PROBLEM TO SOLVE
All of the data below should be set down again verbatim, without any images.

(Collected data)
*-*-*
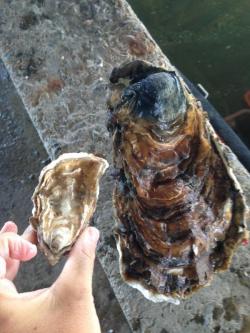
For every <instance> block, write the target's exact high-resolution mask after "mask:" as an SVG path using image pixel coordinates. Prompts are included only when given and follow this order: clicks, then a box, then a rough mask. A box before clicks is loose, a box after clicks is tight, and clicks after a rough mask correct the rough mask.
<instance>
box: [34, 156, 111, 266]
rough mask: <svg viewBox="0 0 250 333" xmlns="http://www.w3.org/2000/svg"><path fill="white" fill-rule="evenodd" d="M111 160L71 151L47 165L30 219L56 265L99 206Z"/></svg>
mask: <svg viewBox="0 0 250 333" xmlns="http://www.w3.org/2000/svg"><path fill="white" fill-rule="evenodd" d="M107 167H108V162H107V161H106V160H105V159H103V158H100V157H97V156H95V155H93V154H87V153H68V154H63V155H61V156H59V157H58V159H56V160H54V161H53V162H51V163H50V164H49V165H47V166H46V167H45V168H44V169H43V170H42V171H41V174H40V177H39V184H38V185H37V187H36V189H35V192H34V194H33V197H32V199H33V203H34V208H33V211H32V213H33V216H32V217H31V218H30V223H31V224H32V226H33V227H34V229H35V230H36V231H37V236H38V241H39V247H40V249H41V250H42V251H43V252H44V254H45V255H46V256H47V258H48V260H49V262H50V264H52V265H54V264H56V263H57V262H58V260H59V259H60V258H61V256H62V255H63V254H64V253H65V252H67V251H69V250H70V249H71V247H72V246H73V244H74V243H75V241H76V239H77V237H78V236H79V234H80V233H81V232H82V231H83V229H84V228H85V227H86V226H87V225H88V223H89V221H90V219H91V217H92V216H93V214H94V211H95V208H96V202H97V199H98V194H99V181H100V178H101V176H102V175H103V174H104V172H105V170H106V169H107Z"/></svg>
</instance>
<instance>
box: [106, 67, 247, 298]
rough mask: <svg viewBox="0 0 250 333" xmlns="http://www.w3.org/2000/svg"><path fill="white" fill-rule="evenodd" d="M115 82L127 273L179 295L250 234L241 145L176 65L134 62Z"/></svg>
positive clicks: (191, 290) (125, 279)
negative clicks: (223, 128)
mask: <svg viewBox="0 0 250 333" xmlns="http://www.w3.org/2000/svg"><path fill="white" fill-rule="evenodd" d="M110 81H111V83H112V85H111V94H110V98H109V101H108V107H109V121H108V129H109V131H110V132H111V133H112V137H113V158H114V166H115V168H116V169H117V172H116V174H117V180H116V185H115V190H114V196H113V200H114V206H115V208H116V220H117V225H116V239H117V247H118V251H119V254H120V271H121V275H122V277H123V279H124V280H125V281H126V282H127V283H128V284H130V285H131V286H132V287H135V288H137V289H139V290H140V291H141V292H142V293H143V295H144V296H145V297H146V298H148V299H150V300H152V301H155V302H158V301H168V302H172V303H176V304H178V303H179V300H180V299H182V298H185V297H187V296H188V295H190V294H191V293H193V292H194V291H196V290H198V289H199V288H201V287H203V286H206V285H208V284H209V282H210V281H211V280H212V278H213V275H214V273H215V272H217V271H220V270H225V269H227V268H228V266H229V264H230V260H231V257H232V255H233V253H234V251H235V249H236V247H237V246H238V245H239V244H240V243H241V241H242V240H243V239H245V238H247V237H248V233H247V230H246V223H245V214H246V210H247V207H246V203H245V198H244V195H243V192H242V189H241V187H240V184H239V183H238V181H237V179H236V177H235V176H234V173H233V170H232V168H231V166H230V162H229V160H228V158H227V156H228V154H229V153H230V154H232V152H231V150H230V149H229V148H228V147H227V146H226V145H225V144H223V142H222V141H221V140H220V138H219V137H218V136H217V135H216V133H215V132H214V130H213V128H212V126H211V124H210V122H209V120H208V117H207V114H206V113H205V112H204V111H203V109H202V107H201V104H200V102H198V101H197V100H196V99H195V98H194V97H193V95H192V94H191V93H190V92H189V90H188V89H187V87H186V86H185V84H184V83H183V81H182V80H181V79H180V78H179V76H178V75H177V74H176V73H175V72H170V71H167V70H165V69H164V68H159V67H154V66H153V65H152V64H149V63H146V62H143V61H135V62H132V63H129V64H127V65H124V66H122V67H120V68H115V69H114V70H113V72H112V74H111V77H110Z"/></svg>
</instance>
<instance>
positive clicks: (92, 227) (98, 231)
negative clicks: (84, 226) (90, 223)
*-*-*
RESPONSE
For every <instance> block, write the target's exact high-resolution mask after "mask:" as an SVG path using image pixel coordinates. Prompts are included only when given and follow this order: clicks, then a box, then a rough mask. A box before clicks is loose, a box after clicks is tight, and clicks after a rough mask correct the rough mask.
<instance>
box: [34, 156, 111, 266]
rough mask: <svg viewBox="0 0 250 333" xmlns="http://www.w3.org/2000/svg"><path fill="white" fill-rule="evenodd" d="M111 160L71 151L47 165L30 219L56 265L99 206Z"/></svg>
mask: <svg viewBox="0 0 250 333" xmlns="http://www.w3.org/2000/svg"><path fill="white" fill-rule="evenodd" d="M107 167H108V162H107V161H106V160H105V159H103V158H100V157H97V156H95V155H93V154H87V153H68V154H63V155H61V156H59V157H58V159H56V160H54V161H53V162H51V163H50V164H49V165H47V166H46V167H45V168H44V169H43V170H42V171H41V174H40V177H39V184H38V185H37V187H36V189H35V192H34V194H33V197H32V199H33V203H34V208H33V211H32V213H33V216H32V217H31V218H30V223H31V224H32V226H33V227H34V229H35V230H36V231H37V236H38V241H39V247H40V249H41V250H42V251H43V252H44V254H45V255H46V256H47V258H48V260H49V262H50V264H52V265H54V264H56V263H57V262H58V260H59V259H60V258H61V256H62V255H63V254H64V253H65V252H67V251H69V250H70V249H71V247H72V246H73V244H74V243H75V241H76V239H77V237H78V236H79V234H80V233H81V232H82V231H83V229H84V228H85V227H86V226H87V225H88V223H89V221H90V219H91V217H92V216H93V214H94V211H95V208H96V202H97V199H98V194H99V181H100V178H101V176H102V175H103V174H104V172H105V170H106V169H107Z"/></svg>
</instance>
<instance>
box: [106, 67, 247, 298]
rough mask: <svg viewBox="0 0 250 333" xmlns="http://www.w3.org/2000/svg"><path fill="white" fill-rule="evenodd" d="M115 82L127 273L179 295L250 234L241 145L176 65L134 62Z"/></svg>
positive clicks: (191, 290) (125, 279)
negative clicks: (223, 128)
mask: <svg viewBox="0 0 250 333" xmlns="http://www.w3.org/2000/svg"><path fill="white" fill-rule="evenodd" d="M110 81H111V83H112V85H111V94H110V98H109V101H108V107H109V121H108V129H109V131H110V132H111V133H112V137H113V158H114V166H115V168H116V169H117V172H116V174H117V180H116V185H115V190H114V196H113V200H114V206H115V208H116V220H117V225H116V239H117V247H118V251H119V254H120V271H121V275H122V277H123V279H124V280H125V281H126V282H127V283H128V284H130V285H131V286H132V287H135V288H137V289H139V290H140V291H141V292H142V293H143V295H144V296H145V297H146V298H148V299H150V300H152V301H155V302H158V301H168V302H172V303H176V304H178V303H179V300H180V299H182V298H185V297H187V296H188V295H190V294H191V293H193V292H194V291H196V290H198V289H199V288H201V287H203V286H206V285H208V284H209V282H210V281H211V280H212V278H213V275H214V273H215V272H217V271H220V270H225V269H227V268H228V266H229V264H230V260H231V257H232V255H233V253H234V251H235V249H236V247H237V246H238V245H239V244H240V243H241V241H242V240H243V239H245V238H247V237H248V233H247V230H246V223H245V214H246V210H247V207H246V203H245V198H244V195H243V192H242V189H241V187H240V184H239V183H238V181H237V179H236V177H235V176H234V173H233V170H232V168H231V166H230V162H229V160H228V158H227V156H228V154H229V153H230V154H232V152H231V150H230V149H229V148H228V147H227V146H226V145H225V144H223V142H222V141H221V140H220V138H219V137H218V136H217V135H216V133H215V132H214V130H213V128H212V126H211V124H210V122H209V120H208V117H207V114H206V113H205V112H204V111H203V109H202V107H201V104H200V102H198V101H197V100H196V99H195V98H194V97H193V95H192V94H191V93H190V92H189V90H188V89H187V87H186V86H185V84H184V83H183V81H182V80H181V79H180V78H179V76H178V75H177V74H176V73H175V72H170V71H167V70H165V69H164V68H159V67H154V66H153V65H152V64H149V63H146V62H143V61H135V62H132V63H129V64H127V65H124V66H122V67H120V68H115V69H114V70H113V72H112V74H111V77H110Z"/></svg>
</instance>
<instance>
positive clicks: (92, 227) (98, 231)
negative clicks: (84, 226) (90, 223)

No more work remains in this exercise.